### Goal of the exercise
Rewrite the listing from its start through the line with "97L191 103L195 122L204", changing "rough mask" to "coarse mask" and keeping everything else the same. Leave the pictures out.

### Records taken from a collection
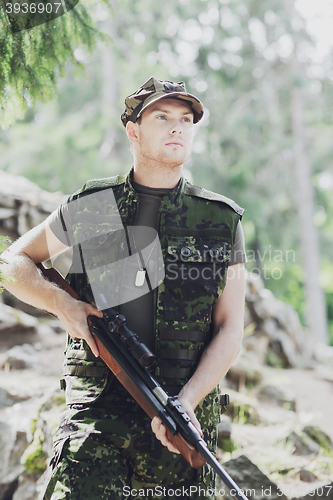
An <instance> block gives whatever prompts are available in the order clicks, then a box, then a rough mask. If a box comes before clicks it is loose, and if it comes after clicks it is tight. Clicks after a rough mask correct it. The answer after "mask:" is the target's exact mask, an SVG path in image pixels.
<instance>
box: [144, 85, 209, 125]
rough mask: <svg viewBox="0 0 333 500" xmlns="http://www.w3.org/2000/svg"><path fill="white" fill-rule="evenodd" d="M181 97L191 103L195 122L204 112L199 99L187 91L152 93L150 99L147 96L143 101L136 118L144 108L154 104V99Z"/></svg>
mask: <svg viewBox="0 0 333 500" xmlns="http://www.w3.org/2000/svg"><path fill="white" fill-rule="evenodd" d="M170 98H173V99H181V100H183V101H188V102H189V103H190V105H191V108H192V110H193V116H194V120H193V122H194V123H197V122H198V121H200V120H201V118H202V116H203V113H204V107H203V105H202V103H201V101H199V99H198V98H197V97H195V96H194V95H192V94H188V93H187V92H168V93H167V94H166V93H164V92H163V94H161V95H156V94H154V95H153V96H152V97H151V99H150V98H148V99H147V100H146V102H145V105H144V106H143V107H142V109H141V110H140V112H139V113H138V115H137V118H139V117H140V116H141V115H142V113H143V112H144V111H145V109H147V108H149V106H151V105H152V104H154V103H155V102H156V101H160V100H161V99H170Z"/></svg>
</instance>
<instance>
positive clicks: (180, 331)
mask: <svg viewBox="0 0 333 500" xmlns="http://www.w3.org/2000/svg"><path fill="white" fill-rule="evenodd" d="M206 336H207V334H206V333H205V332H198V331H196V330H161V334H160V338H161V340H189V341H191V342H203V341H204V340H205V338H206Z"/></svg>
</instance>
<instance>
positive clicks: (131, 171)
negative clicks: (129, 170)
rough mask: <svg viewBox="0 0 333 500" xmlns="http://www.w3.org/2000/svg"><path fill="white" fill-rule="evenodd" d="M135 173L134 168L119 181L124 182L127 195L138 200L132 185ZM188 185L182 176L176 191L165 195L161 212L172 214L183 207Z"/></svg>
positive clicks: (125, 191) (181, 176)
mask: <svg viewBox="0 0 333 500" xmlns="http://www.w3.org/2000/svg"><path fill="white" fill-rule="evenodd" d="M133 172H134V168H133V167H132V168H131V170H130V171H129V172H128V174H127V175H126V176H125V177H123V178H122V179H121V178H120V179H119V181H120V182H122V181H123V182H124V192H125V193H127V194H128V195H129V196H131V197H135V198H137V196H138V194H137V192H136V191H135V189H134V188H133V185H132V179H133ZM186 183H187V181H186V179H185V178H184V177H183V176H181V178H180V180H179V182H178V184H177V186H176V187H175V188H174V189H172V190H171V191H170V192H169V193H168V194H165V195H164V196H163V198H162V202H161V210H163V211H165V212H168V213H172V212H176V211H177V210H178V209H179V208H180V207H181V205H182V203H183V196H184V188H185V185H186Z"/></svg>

### Answer
An <instance> block gives whatever prompts are available in the order clicks, then a box, then a coarse mask. If a box comes before clicks it is loose, and if it comes after clicks it is tight. Clicks after a coarse mask correct it. The answer after "mask:" is the target's exact mask, an SVG path in image pixels.
<instance>
box: [144, 85, 209, 125]
coarse mask: <svg viewBox="0 0 333 500" xmlns="http://www.w3.org/2000/svg"><path fill="white" fill-rule="evenodd" d="M181 97L191 103L195 122L204 112L199 99L187 91L152 93L150 99L147 96L143 101L136 118L144 108L154 104V99Z"/></svg>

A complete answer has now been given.